** START DOCUMENT PASSAGE **

Skip to content

pramsey/pgsql-gzip

Repository files navigation

Build Status

PostgreSQL gzip/gunzip Functions

Motivation

Sometimes you just need to compress your bytea object before you return it to the client.

Sometimes you receive a compressed bytea from the client, and you have to uncompress it before you can work with it.

This extension is for that.

This extension is not for storage compression. PostgreSQL already does tuple compression on the fly if your tuple gets large enough, manually pre-compressing your data using this function won't make things smaller.

Examples

> SELECT gzip('this is my this is my this is my this is my text');

                                   gzip
--------------------------------------------------------------------------
 \x1f8b08000000000000132bc9c82c5600a2dc4a851282ccd48a12002e7a22ff30000000

Wait, what, the compressed output is longer?!? No, it only looks that way, because in hex every byte is represented with two hex digits. The original string looks like this in hex:

> SELECT 'this is my this is my this is my this is my text'::bytea;

                                               bytea
----------------------------------------------------------------------------------------------------
 \x74686973206973206d792074686973206973206d792074686973206973206d792074686973206973206d792074657874

For really long, repetitive things, compression naturally works like a charm:

> SELECT gzip(repeat('this is my ', 100));

                                               bytea
----------------------------------------------------------------------------------------------------
 \x1f8b08000000000000132bc9c82c5600a2dc4a859251e628739439ca24970900d1341c5c4c040000

To convert a bytea back into an equivalent text you must use the encode() function with the escape encoding.

** END DOCUMENT PASSAGE **
** START DATA LINES **

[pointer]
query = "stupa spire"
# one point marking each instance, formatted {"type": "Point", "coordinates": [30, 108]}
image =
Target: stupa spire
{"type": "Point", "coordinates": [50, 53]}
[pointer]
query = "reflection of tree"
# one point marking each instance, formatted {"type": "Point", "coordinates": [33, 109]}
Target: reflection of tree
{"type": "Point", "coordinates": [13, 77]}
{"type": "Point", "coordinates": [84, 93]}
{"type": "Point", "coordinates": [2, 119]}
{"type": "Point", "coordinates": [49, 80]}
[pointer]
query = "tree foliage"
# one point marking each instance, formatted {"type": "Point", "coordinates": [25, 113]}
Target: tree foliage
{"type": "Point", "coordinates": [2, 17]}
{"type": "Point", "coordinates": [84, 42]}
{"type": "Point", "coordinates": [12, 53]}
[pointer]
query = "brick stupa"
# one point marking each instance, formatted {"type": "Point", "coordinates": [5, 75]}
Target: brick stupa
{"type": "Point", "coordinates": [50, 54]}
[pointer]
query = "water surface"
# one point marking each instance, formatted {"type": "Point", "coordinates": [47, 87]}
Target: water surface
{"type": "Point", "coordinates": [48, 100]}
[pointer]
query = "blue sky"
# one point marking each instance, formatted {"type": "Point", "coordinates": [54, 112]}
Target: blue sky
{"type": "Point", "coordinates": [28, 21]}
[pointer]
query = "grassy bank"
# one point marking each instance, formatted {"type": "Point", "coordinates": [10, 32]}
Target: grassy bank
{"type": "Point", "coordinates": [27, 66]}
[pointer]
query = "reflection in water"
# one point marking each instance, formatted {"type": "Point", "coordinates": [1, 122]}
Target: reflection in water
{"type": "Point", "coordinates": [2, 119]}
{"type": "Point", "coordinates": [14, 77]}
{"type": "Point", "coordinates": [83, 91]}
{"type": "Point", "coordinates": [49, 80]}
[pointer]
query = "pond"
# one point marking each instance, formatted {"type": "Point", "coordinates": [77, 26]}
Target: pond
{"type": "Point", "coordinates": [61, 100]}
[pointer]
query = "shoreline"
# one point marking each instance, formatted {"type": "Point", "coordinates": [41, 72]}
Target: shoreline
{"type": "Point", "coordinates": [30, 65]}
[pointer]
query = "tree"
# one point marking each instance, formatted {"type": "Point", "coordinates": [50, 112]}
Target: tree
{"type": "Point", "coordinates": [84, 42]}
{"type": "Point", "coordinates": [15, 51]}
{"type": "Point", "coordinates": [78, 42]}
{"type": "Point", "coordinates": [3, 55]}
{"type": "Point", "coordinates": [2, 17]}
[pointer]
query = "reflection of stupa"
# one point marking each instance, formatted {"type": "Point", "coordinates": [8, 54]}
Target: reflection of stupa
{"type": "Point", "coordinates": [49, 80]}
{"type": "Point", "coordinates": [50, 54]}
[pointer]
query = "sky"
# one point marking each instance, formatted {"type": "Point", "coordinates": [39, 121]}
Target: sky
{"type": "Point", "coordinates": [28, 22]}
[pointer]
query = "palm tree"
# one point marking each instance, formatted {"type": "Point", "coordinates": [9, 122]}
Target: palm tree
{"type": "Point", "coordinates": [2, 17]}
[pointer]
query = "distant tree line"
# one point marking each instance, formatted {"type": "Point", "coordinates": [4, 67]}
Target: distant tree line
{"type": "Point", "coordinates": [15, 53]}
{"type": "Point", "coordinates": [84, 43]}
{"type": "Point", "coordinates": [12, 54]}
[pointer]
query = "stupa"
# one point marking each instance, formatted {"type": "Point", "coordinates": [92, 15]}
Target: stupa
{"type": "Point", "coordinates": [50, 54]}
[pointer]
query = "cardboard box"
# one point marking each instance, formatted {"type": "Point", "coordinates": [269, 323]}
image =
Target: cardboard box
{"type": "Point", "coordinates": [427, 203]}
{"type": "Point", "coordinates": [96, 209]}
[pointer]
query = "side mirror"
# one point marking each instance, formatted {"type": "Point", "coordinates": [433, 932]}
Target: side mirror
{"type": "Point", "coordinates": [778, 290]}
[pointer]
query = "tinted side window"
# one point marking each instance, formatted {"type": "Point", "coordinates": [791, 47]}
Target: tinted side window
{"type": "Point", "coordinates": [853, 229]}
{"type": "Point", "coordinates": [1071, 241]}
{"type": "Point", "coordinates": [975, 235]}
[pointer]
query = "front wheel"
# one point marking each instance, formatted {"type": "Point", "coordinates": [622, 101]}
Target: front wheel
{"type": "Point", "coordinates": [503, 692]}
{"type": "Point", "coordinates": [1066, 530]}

** END DATA LINES **

OBJECTIVE »
Return, word for word, the part of the PostgreSQL gzip README that opens with the words containing "Sometimes you just" and closes with "work with it.". Nothing in the listing is needed here.

RESPONSE TO THIS EXERCISE »
Sometimes you just need to compress your bytea object before you return it to the client.

Sometimes you receive a compressed bytea from the client, and you have to uncompress it before you can work with it.